- **STATED PROBLEM**: Rescale all of the rows below by writing out every line again, requests included. In the answers, multiply each x and y coordinate by 2.5 and round the result to a whole number, with halves rounded up.

Segmentation labeling items
---------------

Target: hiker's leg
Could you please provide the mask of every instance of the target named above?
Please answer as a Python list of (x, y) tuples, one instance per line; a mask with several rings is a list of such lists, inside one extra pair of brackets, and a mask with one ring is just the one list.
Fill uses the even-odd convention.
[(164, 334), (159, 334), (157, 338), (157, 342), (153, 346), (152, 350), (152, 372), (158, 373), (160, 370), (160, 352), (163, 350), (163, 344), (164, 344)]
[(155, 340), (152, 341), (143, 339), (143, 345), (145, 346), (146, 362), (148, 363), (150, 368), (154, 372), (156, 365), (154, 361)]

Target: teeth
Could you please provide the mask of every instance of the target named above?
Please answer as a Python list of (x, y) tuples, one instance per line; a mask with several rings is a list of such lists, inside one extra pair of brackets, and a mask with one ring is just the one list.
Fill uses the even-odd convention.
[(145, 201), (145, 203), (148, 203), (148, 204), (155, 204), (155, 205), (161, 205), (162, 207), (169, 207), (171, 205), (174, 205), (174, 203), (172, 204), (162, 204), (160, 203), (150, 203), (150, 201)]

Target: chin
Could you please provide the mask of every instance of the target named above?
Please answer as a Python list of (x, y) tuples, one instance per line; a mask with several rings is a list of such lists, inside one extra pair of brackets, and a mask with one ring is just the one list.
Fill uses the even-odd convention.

---------------

- **PROBLEM SOLUTION**:
Target: hiker's leg
Could you please provide the mask of every instance of the target named above?
Please answer as a Python list of (x, y) tuples, one instance per line; a mask with several rings is a list of such lists, inside one extra pair of brackets, and a mask with one ring is just the one list.
Fill uses the even-odd convention.
[(410, 835), (398, 835), (393, 845), (393, 855), (383, 865), (380, 875), (380, 930), (395, 933), (400, 925), (400, 880), (408, 875), (408, 860), (410, 860)]
[(388, 850), (380, 853), (358, 848), (358, 863), (363, 865), (365, 905), (370, 908), (375, 920), (385, 930), (390, 913), (385, 903)]

Target: teeth
Could you please provide the mask of every instance of the target named above?
Please answer as a Python list of (x, y) tuples, one instance per line; a mask with several rings is a list of such lists, inside one extra pair of brackets, and a mask with one ring is just the one list.
Fill uses the even-odd convention.
[(363, 503), (363, 508), (370, 508), (370, 510), (388, 510), (388, 513), (403, 513), (405, 518), (423, 518), (428, 513), (435, 513), (435, 508), (430, 510), (405, 510), (400, 508), (375, 508), (375, 503)]

Target: chin
Could you please provide the mask of every instance of the target named above?
Please answer as a Python list of (x, y) tuples, one instance per line; a mask with several rings is a list of such lists, inside one extra pair of brackets, and a mask with one ring is just the one list.
Fill uses the even-odd convention.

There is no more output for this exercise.